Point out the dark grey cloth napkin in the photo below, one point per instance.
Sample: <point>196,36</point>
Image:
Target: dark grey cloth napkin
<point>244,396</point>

----------

The records above should be repeated word for word.

Point out the dark grey cloth napkin in the photo below, one point per instance.
Sample: <point>196,36</point>
Image:
Target: dark grey cloth napkin
<point>244,396</point>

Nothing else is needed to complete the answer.